▶ What needs to be done
From the page on visualizing aligned RNA-Seq data, extract the passage that begins at the words "Along with this" and stops after the words "a genome browser.", copying it word for word.

▶ Excerpted passage
Visualization of Aligned Data¶
- Know the value and limitations of visualizing RNA-Seq data
- Know what files are needed to visualize RNA-Seq data
- Know how to visualize RNA-Seq data in a genome browser
Visualization of RNA-Seq Data¶
In our final section, we will do a visualization of RNA-Seq data. First however, we should look inside an example output from Kallisto. This is the a few rows of an abundances.tsv file generated by Kallisto.
target_id length eff_length est_counts tpm ENSMUST00000200975.1 549 350 1.18344 0.0940757 ENSMUST00000227926.1 1208 1009 0 0 ENSMUST00000230908.1 408 209 53.8003 7.16208 ENSMUST00000229487.1 97 4.17138 0 0 ENSMUST00000202689.1 545 346 0 0 ENSMUST00000201265.1 389 190 0 0 ENSMUST00000201986.1 639 440 0 0 ENSMUST00000181583.4 387 188 0 0 ENSMUST00000181459.3 451 252 0 0 ENSMUST00000236254.1 489 290 0 0
There is some important information - the target_id row shows the name of the mouse transcript (from the reference transcriptome). The est_counts row shows approximately how many reads matched that transcript. The tpm or transcripts per million is a normalized value for the read count (longer genes will have more reads because they are longer, not necessarily because they are expressed more highly). But where are these reads in the genome, and are there another way to visualize them.
Along with this list of gene expression value, we also get a type of file called a BAM. BAM (which is the compressed format of a file type actually known as SAM) is a format for storing information about how reads have been aligned to a genome. It has coordinates for that the mapped reads, and contains information about the quality of the mapping (e.g. gives scores to indicate for example if a read map perfectly with no mismatches or if there were mismatches, how many and where). Since this file is compressed, we can not preview it, but we can load it into a genome browser.
In the view below, each brown rectangle represents an RNA-Seq read that has been mapped to a location (in this case the Leptin gene) on the genome.
Limitations of visualization
As you will do in the exercise, it is possible to visualize several BAM files at once, and therefore compare visually the number of reads mapped in each of the RNA-Seq samples (i.e. from control and tumor samples). This visual information is useful, and sometimes by eye you can see obvious differences. However, a visual estimate is not a substitute for an actual statistical analysis. This type of analysis is beyond the scope of this lesson, but all the work done so far could be taken to the next step (e.g. analysis with the Sleuth package) to do an analysis and generate statistics which could support a conclusion that the tumor and control tissues are the same or different in their levels of gene expression.

▶ Stored data
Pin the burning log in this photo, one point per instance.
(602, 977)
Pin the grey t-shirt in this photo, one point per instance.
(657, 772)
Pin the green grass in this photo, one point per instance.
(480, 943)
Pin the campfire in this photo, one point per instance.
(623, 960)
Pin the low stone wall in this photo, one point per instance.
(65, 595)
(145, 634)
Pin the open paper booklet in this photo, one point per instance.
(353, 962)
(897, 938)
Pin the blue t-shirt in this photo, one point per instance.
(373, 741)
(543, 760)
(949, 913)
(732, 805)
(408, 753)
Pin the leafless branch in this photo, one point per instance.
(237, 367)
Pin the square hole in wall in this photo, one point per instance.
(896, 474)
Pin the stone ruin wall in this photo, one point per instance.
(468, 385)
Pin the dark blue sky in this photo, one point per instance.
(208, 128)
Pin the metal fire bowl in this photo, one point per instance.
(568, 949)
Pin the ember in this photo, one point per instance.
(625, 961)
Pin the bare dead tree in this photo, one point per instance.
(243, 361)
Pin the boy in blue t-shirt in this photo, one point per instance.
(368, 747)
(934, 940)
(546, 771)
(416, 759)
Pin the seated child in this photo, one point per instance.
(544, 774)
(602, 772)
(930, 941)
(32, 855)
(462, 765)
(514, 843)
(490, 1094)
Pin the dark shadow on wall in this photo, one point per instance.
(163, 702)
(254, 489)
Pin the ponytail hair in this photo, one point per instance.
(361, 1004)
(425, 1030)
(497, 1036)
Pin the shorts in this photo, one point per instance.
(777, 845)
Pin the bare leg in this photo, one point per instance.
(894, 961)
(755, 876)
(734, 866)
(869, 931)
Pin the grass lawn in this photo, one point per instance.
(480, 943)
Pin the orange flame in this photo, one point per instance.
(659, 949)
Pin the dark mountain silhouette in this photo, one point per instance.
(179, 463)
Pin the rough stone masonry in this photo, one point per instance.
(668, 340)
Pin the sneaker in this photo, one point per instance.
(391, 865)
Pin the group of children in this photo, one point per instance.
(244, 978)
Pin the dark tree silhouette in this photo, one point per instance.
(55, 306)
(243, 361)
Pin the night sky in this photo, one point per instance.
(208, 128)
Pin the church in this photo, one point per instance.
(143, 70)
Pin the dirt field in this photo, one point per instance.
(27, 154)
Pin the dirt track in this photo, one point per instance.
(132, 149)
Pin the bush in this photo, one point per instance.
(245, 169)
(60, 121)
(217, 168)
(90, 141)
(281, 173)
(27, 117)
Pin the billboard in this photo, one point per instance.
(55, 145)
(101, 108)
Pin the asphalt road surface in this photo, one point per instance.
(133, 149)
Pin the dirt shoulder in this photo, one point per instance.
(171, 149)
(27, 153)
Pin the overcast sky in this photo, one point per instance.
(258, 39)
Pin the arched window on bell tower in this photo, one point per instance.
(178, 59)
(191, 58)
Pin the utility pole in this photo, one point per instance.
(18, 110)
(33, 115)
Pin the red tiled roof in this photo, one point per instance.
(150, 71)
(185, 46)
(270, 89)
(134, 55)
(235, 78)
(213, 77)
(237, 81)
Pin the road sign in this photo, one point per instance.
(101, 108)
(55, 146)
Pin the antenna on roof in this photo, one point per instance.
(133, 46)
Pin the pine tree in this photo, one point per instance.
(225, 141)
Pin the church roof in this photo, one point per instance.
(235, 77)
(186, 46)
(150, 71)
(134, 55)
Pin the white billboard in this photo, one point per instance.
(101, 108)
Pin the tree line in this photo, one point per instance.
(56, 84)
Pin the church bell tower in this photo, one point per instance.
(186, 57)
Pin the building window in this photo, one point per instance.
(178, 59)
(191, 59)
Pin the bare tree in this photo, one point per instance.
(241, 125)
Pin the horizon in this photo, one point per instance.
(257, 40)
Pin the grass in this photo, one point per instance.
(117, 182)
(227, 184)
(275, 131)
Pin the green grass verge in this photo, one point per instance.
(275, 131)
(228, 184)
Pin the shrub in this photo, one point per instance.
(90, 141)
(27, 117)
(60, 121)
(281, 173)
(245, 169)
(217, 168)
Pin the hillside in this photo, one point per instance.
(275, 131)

▶ Answer to the exercise
Along with this list of gene expression value, we also get a type of file called a BAM. BAM (which is the compressed format of a file type actually known as SAM) is a format for storing information about how reads have been aligned to a genome. It has coordinates for that the mapped reads, and contains information about the quality of the mapping (e.g. gives scores to indicate for example if a read map perfectly with no mismatches or if there were mismatches, how many and where). Since this file is compressed, we can not preview it, but we can load it into a genome browser.